* [Paginafragment]
Het Hof heeft - voor zover voor de beoordeling van de middelen van belang - het volgende overwogen:
"Inleiding: de feitelijke gang van zaken
Het hof stelt op grond van het dossier en verhandelde ter zitting de volgende, voor het oordeel relevante feiten en omstandigheden vast.
Op 1 februari 2012 krijgt de toenmalige burgemeester van Roermond, genaamd [betrokkene 3] , op zijn verzoek eervol ontslag. In verband met het vacant raken van het ambt van burgemeester start de gemeenteraad van Roermond een benoemingsprocedure. In het kader van deze procedure wordt een vertrouwenscommissie ingesteld. Deze vertrouwenscommissie is belast met de beoordeling van de (burgemeesters)kandidaten.
Op 10 mei 2012 worden zes commissieleden benoemd. Aan de vertrouwenscommissie worden een secretaris en een adviseur, in de persoon van wethouder (en loco-burgemeester) [betrokkene 1] , toegevoegd. De secretaris en adviseur zijn geen lid van de vertrouwenscommissie en hebben geen stemrecht.

* [Opdracht a] Op welke datum worden volgens het paginafragment de zes commissieleden benoemd?

* [Gegevenslijst]
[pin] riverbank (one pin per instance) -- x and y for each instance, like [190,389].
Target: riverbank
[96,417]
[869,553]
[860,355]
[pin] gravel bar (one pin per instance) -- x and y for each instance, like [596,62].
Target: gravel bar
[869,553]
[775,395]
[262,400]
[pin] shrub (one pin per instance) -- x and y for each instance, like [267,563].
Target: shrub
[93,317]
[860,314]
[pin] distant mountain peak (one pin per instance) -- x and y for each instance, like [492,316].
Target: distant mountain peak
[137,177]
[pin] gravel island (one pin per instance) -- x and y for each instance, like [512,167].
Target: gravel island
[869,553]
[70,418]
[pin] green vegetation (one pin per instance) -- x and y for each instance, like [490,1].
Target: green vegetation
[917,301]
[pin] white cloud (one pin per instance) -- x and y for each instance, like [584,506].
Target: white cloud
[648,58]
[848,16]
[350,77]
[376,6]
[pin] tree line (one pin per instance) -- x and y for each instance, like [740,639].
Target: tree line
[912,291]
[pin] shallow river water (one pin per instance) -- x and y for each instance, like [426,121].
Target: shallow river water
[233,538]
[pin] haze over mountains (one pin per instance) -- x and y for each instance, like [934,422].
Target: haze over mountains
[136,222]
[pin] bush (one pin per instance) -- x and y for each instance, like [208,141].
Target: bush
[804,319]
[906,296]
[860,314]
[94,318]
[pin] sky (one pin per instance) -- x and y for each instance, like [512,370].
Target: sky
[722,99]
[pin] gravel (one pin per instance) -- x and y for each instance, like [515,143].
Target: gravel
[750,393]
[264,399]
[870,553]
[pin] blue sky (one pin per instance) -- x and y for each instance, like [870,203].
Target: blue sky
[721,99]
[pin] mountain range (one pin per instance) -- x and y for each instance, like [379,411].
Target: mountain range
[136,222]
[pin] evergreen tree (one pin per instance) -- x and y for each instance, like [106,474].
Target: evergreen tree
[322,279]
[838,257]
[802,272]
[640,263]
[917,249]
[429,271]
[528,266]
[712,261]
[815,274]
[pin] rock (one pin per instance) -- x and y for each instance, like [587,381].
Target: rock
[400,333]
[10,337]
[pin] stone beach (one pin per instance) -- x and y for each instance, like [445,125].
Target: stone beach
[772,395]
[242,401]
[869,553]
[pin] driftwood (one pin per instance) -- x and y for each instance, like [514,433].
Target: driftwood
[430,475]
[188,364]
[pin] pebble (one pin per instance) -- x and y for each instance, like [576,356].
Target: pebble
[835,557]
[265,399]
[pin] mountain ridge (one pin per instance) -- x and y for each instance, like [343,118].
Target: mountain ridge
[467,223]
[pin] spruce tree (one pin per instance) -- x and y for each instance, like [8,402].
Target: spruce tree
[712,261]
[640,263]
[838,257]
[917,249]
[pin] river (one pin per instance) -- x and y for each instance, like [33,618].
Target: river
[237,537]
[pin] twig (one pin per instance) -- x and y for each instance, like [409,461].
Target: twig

* [Opdracht b] Vervang "driftwood" door "drift log" in het deel van de gegevenslijst dat begint bij de regel met "[pin] mountain range" en doorloopt tot het einde van de lijst. Geef alleen dat deel, verder ongewijzigd.

* [Volledige uitvoer a] Op 10 mei 2012.

* [Volledige uitvoer b]
[pin] mountain range (one pin per instance) -- x and y for each instance, like [379,411].
Target: mountain range
[136,222]
[pin] evergreen tree (one pin per instance) -- x and y for each instance, like [106,474].
Target: evergreen tree
[322,279]
[838,257]
[802,272]
[640,263]
[917,249]
[429,271]
[528,266]
[712,261]
[815,274]
[pin] rock (one pin per instance) -- x and y for each instance, like [587,381].
Target: rock
[400,333]
[10,337]
[pin] stone beach (one pin per instance) -- x and y for each instance, like [445,125].
Target: stone beach
[772,395]
[242,401]
[869,553]
[pin] drift log (one pin per instance) -- x and y for each instance, like [514,433].
Target: drift log
[430,475]
[188,364]
[pin] pebble (one pin per instance) -- x and y for each instance, like [576,356].
Target: pebble
[835,557]
[265,399]
[pin] mountain ridge (one pin per instance) -- x and y for each instance, like [343,118].
Target: mountain ridge
[467,223]
[pin] spruce tree (one pin per instance) -- x and y for each instance, like [8,402].
Target: spruce tree
[712,261]
[640,263]
[838,257]
[917,249]
[pin] river (one pin per instance) -- x and y for each instance, like [33,618].
Target: river
[237,537]
[pin] twig (one pin per instance) -- x and y for each instance, like [409,461].
Target: twig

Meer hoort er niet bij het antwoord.